Copy only what runs from the line containing "Query: stroller frame" through the end of the material below, line for line, with both ends included.
┏━━
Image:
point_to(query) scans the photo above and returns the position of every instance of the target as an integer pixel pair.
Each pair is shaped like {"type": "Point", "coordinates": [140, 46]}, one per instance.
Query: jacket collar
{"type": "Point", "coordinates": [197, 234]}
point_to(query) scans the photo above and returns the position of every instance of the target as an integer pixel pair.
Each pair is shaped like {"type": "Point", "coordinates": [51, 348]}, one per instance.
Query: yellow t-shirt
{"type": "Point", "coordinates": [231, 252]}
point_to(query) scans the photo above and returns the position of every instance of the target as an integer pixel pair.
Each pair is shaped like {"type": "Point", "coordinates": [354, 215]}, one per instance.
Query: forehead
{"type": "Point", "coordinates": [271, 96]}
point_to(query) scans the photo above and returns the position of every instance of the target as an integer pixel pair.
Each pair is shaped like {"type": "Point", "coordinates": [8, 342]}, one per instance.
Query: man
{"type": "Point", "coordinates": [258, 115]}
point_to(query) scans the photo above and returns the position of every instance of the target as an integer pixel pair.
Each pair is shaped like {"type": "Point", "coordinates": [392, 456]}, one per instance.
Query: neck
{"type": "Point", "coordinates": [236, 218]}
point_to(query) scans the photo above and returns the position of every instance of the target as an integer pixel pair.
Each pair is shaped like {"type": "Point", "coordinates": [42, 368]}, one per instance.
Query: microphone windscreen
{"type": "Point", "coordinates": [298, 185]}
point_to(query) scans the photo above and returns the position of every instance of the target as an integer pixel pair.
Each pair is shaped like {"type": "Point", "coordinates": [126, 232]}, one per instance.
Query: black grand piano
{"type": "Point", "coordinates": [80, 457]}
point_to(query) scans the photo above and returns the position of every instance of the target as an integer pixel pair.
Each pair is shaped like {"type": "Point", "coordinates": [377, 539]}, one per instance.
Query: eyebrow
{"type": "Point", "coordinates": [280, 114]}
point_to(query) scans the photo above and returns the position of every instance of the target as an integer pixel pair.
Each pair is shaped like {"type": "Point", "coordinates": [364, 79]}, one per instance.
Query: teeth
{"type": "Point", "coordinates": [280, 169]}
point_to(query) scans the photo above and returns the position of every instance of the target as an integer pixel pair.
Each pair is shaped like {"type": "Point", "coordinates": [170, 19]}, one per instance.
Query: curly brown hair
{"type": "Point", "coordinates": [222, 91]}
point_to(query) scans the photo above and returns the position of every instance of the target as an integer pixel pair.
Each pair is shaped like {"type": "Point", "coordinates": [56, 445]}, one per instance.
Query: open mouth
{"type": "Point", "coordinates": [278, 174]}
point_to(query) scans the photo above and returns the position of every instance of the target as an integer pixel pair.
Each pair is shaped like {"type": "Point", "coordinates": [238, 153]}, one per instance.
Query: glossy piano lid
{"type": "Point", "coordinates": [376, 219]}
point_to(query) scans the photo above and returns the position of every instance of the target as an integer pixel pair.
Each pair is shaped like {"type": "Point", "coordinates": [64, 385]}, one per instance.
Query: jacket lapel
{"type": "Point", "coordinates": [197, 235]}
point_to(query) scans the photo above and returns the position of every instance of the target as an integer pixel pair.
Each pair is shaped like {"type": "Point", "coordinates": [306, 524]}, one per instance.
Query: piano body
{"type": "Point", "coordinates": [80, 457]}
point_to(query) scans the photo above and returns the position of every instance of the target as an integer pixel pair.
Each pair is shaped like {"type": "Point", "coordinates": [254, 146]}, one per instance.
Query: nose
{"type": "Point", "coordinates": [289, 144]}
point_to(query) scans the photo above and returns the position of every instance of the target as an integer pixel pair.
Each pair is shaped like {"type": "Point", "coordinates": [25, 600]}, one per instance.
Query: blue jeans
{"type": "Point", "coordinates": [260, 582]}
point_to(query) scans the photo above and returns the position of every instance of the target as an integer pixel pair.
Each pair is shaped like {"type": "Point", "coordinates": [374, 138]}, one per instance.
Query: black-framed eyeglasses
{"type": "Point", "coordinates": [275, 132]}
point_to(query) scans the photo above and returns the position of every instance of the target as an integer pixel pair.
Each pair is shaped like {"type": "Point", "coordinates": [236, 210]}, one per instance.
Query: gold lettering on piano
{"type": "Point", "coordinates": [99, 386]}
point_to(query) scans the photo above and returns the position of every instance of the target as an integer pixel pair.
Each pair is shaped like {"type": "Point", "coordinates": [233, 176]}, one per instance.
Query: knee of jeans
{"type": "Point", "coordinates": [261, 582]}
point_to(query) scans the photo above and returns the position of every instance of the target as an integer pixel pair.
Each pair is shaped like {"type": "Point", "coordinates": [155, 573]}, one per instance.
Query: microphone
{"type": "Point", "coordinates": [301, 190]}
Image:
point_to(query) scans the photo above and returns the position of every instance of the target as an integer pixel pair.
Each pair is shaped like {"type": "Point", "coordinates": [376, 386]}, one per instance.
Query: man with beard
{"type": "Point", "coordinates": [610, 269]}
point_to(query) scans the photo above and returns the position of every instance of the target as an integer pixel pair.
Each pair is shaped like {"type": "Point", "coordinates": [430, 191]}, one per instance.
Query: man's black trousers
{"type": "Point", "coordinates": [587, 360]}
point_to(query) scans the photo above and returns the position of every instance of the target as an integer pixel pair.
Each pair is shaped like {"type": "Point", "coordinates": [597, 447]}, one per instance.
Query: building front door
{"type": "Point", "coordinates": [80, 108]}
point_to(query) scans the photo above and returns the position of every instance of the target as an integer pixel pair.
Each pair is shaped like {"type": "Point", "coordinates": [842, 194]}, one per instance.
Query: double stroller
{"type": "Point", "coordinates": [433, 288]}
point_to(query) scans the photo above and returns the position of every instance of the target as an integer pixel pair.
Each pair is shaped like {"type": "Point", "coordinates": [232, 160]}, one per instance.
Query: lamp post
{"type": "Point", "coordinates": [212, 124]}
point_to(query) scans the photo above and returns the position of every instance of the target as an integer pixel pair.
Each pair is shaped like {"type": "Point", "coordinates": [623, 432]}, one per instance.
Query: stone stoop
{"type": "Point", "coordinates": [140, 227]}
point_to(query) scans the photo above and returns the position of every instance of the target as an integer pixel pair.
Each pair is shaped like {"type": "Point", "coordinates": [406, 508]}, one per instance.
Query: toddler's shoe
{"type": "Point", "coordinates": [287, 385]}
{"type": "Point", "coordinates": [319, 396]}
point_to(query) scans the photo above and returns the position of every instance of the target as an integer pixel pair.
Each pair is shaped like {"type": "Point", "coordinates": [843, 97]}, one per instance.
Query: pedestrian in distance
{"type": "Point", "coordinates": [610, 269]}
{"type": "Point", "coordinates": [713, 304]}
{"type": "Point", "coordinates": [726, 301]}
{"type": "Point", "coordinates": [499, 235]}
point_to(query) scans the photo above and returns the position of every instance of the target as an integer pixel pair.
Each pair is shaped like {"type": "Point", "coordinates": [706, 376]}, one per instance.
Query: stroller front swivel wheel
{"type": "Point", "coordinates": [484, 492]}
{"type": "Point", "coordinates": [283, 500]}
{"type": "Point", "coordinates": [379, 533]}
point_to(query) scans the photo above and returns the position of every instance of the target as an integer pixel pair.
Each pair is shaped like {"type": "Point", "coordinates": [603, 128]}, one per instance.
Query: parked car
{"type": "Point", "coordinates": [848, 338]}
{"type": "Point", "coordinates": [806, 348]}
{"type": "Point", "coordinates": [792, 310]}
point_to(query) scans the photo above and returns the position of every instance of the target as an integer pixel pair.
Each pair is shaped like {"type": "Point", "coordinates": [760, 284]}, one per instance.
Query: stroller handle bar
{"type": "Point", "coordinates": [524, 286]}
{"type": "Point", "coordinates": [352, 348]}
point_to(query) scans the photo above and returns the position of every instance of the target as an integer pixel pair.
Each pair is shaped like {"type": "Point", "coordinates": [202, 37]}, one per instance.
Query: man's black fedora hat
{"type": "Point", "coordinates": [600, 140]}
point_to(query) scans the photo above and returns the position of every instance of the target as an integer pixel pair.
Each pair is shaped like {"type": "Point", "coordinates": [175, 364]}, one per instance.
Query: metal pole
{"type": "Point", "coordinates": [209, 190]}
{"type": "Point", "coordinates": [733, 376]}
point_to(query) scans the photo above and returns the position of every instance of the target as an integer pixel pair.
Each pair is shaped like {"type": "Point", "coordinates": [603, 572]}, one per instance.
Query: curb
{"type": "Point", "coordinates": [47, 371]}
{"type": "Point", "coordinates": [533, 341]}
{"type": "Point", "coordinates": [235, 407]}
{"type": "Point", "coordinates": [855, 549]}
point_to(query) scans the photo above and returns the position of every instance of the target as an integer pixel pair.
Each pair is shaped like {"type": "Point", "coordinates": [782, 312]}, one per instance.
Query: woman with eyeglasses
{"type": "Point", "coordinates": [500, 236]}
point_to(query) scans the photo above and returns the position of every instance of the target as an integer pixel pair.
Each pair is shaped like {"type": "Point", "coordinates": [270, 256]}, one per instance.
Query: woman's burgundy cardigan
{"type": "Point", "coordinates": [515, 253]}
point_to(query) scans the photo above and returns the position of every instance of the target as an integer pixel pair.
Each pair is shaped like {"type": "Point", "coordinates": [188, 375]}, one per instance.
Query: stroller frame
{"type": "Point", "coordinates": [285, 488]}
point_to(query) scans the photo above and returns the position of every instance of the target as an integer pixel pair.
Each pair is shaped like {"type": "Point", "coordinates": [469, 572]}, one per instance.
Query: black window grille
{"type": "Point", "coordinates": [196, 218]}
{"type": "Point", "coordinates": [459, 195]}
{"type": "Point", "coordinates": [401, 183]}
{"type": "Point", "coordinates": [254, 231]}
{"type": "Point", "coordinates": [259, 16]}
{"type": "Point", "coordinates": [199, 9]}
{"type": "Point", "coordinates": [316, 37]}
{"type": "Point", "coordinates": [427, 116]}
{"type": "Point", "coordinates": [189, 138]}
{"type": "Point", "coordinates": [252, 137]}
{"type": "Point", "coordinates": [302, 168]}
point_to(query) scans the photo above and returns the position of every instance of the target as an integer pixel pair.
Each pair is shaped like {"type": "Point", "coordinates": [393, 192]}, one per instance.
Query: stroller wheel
┗━━
_Solved problem:_
Query: stroller frame
{"type": "Point", "coordinates": [285, 488]}
point_to(query) scans the photo above and returns the position of every instance of the target as an integer pixel pair.
Each pair is shaped like {"type": "Point", "coordinates": [469, 572]}, one per instance.
Query: black window grille
{"type": "Point", "coordinates": [196, 218]}
{"type": "Point", "coordinates": [459, 195]}
{"type": "Point", "coordinates": [401, 183]}
{"type": "Point", "coordinates": [254, 231]}
{"type": "Point", "coordinates": [259, 16]}
{"type": "Point", "coordinates": [199, 9]}
{"type": "Point", "coordinates": [316, 37]}
{"type": "Point", "coordinates": [427, 116]}
{"type": "Point", "coordinates": [189, 138]}
{"type": "Point", "coordinates": [252, 137]}
{"type": "Point", "coordinates": [302, 168]}
point_to(query) scans the photo above and returns the position of every instance of the target as an integer pixel pair.
Each pair is shaped like {"type": "Point", "coordinates": [393, 192]}, one per instance.
Query: stroller wheel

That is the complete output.